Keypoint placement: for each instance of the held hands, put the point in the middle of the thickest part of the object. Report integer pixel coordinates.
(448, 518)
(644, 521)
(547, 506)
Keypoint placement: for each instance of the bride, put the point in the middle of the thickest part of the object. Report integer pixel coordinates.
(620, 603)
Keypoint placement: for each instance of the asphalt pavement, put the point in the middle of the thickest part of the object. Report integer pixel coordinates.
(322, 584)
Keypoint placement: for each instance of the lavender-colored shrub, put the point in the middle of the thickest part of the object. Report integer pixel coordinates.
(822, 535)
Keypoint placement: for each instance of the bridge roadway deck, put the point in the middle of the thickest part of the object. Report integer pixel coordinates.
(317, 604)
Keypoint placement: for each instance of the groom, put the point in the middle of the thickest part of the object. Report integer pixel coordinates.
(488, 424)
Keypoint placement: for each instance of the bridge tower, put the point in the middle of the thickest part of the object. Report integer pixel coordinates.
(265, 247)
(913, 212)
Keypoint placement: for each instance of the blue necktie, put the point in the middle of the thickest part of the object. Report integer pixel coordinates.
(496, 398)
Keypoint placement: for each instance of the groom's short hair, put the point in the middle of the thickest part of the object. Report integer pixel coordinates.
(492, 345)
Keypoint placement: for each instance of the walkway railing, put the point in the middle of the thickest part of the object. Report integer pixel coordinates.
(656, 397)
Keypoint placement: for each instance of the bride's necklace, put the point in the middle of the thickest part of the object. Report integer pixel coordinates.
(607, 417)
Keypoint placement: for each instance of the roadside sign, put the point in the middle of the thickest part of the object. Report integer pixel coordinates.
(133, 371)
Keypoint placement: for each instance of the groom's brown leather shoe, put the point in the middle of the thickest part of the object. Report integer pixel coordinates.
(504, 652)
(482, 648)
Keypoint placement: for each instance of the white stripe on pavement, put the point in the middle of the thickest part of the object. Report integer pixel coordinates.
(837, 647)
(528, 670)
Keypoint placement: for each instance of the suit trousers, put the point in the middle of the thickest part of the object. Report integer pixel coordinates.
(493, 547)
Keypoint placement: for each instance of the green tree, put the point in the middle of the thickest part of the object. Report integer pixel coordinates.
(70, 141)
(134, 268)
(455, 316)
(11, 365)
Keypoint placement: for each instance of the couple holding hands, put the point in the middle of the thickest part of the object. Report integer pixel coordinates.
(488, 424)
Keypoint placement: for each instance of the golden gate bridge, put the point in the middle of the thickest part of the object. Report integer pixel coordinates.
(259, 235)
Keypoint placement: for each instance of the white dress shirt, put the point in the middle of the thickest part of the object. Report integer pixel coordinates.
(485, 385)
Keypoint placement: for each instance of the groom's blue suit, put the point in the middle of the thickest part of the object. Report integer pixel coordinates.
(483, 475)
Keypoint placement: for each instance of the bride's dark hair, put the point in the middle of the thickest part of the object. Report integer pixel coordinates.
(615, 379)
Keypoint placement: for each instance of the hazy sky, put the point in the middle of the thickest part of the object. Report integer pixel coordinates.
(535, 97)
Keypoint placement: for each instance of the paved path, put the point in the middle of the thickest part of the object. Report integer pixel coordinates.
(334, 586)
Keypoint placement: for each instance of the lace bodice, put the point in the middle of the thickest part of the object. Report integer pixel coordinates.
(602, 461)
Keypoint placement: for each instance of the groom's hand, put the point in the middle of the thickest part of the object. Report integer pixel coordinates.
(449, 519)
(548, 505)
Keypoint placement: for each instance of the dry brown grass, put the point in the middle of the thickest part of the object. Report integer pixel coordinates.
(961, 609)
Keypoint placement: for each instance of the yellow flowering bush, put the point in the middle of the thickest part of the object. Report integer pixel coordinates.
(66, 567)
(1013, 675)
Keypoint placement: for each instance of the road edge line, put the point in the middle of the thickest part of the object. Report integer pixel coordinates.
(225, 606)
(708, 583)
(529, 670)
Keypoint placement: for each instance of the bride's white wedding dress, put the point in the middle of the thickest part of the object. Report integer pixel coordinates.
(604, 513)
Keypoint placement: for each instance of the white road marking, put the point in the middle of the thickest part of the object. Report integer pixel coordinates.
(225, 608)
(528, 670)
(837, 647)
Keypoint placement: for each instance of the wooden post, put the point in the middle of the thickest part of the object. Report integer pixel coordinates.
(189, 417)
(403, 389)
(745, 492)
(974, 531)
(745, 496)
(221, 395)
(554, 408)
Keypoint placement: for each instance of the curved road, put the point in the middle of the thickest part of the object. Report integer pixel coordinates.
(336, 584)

.....

- Task prompt: Lay out every line of the records above as a JSON list of strings, one string per line, and leave out any blank lines.

- Full output:
[
  "Keypoint placement: for each instance of the held hands, put the point in the middle of the thickest part of the object. Report integer pixel coordinates.",
  "(448, 518)",
  "(644, 521)",
  "(547, 506)",
  "Keypoint placement: for each instance of the bride, put the point in the middle of the thickest part of the object. Report integer pixel coordinates.",
  "(620, 603)",
  "Keypoint placement: for each instance of the asphalt pavement, put the point in the middle of the thickest part of the object. Report integer pixel coordinates.",
  "(322, 584)",
  "Keypoint placement: for each instance of the lavender-colored shrub, put the point in the middle of the thickest part of the object. Report integer pixel coordinates.",
  "(822, 535)",
  "Keypoint placement: for each instance of the bridge roadway deck, put the point in the middle of the thickest part of the object. Report integer pixel coordinates.",
  "(317, 604)",
  "Keypoint placement: for each instance of the groom, put the point in the middle of the thickest part of the object. Report integer pixel coordinates.",
  "(488, 424)",
  "Keypoint placement: for each instance of the bridge tower, put the point in the middle of the thickest part of the object. Report integer pixel coordinates.",
  "(265, 247)",
  "(913, 212)",
  "Keypoint placement: for each instance of the blue necktie, put the point in the middle of the thickest part of the object. Report integer pixel coordinates.",
  "(496, 398)",
  "Keypoint placement: for each instance of the groom's short hair, put the point in the middle of the thickest part of the object. Report integer pixel coordinates.",
  "(492, 345)",
  "Keypoint placement: for each instance of the walkway railing, put the point in the middle of the thickest part of the object. Report integer pixel coordinates.",
  "(656, 397)",
  "Keypoint placement: for each instance of the bride's necklace, put the point in the middle of the thickest part of the object. Report integer pixel coordinates.",
  "(607, 417)",
  "Keypoint placement: for each instance of the roadside sign, put the point in the middle of the thickest part of the object. Report integer pixel coordinates.",
  "(133, 371)",
  "Keypoint placement: for each instance of the groom's brown leather shoe, put the point in the middle of the thickest part of the object. Report integer pixel coordinates.",
  "(504, 652)",
  "(482, 648)",
  "Keypoint placement: for each instance of the white stripe on pavement, put the point in the middle of the thickest part of the object. Report integer pixel coordinates.",
  "(837, 647)",
  "(528, 670)",
  "Keypoint placement: for each instance of the suit trousers, put the point in the middle of the thickest part of the object. Report integer pixel coordinates.",
  "(493, 547)",
  "Keypoint placement: for each instance of the green tree, put the point in the middle of the thickest part of the object. Report integer pixel coordinates.",
  "(70, 141)",
  "(134, 268)",
  "(455, 316)",
  "(11, 365)",
  "Keypoint placement: for each instance of the couple holding hands, put the point in the middle of the thickest part of the object. Report integer pixel coordinates.",
  "(488, 424)",
  "Keypoint placement: for each instance of the golden gate bridge, put the point in the middle of the thickest part of the object. Report integer pixel coordinates.",
  "(259, 235)",
  "Keypoint placement: for each instance of the white dress shirt, put the point in the middle of the thickest part of the object. Report integer pixel coordinates.",
  "(485, 385)",
  "Keypoint placement: for each instance of the groom's blue suit, put the point in the middle of the thickest part of the object. Report integer pixel coordinates.",
  "(483, 475)",
  "Keypoint placement: for each instance of the bride's dark hair, put the point in the middle of the thickest part of the object. Report integer pixel coordinates.",
  "(615, 379)",
  "Keypoint placement: for each instance of the hazy sky, put the point in the middle of the thickest part of the object. Report integer pixel coordinates.",
  "(535, 97)",
  "Keypoint placement: for each instance of the paved path, put the point in the middle of the thickest part of the object. Report integer pixel coordinates.",
  "(334, 586)",
  "Keypoint placement: for each instance of the lace bodice, put the point in the middle of the thickest part of the object. Report integer pixel coordinates.",
  "(602, 461)",
  "Keypoint placement: for each instance of the groom's hand, put the point in the middle of the thickest part of the object. Report integer pixel coordinates.",
  "(449, 519)",
  "(548, 505)",
  "Keypoint placement: for each instance of the dry brown grass, put the point in the middle of the thickest part of the object. Report integer pixel coordinates.",
  "(961, 609)",
  "Keypoint placement: for each instance of the yellow flowering bush, put the point in the middle of the thickest part of the object. Report integer pixel coordinates.",
  "(66, 567)",
  "(1013, 675)",
  "Keypoint placement: for each instance of the road edge line, put the point in the middle of the thickest part of the object. Report integer pixel coordinates.",
  "(225, 606)",
  "(708, 583)",
  "(529, 670)",
  "Keypoint placement: for each instance of the bride's white wedding dress, put the point in the middle of the thickest part of the object. Report integer pixel coordinates.",
  "(604, 513)",
  "Keypoint placement: for each instance of the white road marking, put the point in the middle of the thickest part of the object. Report integer pixel coordinates.",
  "(225, 608)",
  "(528, 670)",
  "(837, 647)",
  "Keypoint placement: for each instance of the wooden post, put the point in the middle of the thickest part of the object. Report integer pixel coordinates.",
  "(189, 417)",
  "(403, 389)",
  "(745, 492)",
  "(974, 531)",
  "(745, 496)",
  "(221, 395)",
  "(554, 408)",
  "Keypoint placement: for each instance of the curved road, put the point in the middle of the thickest part of the object. Report integer pixel coordinates.",
  "(336, 584)"
]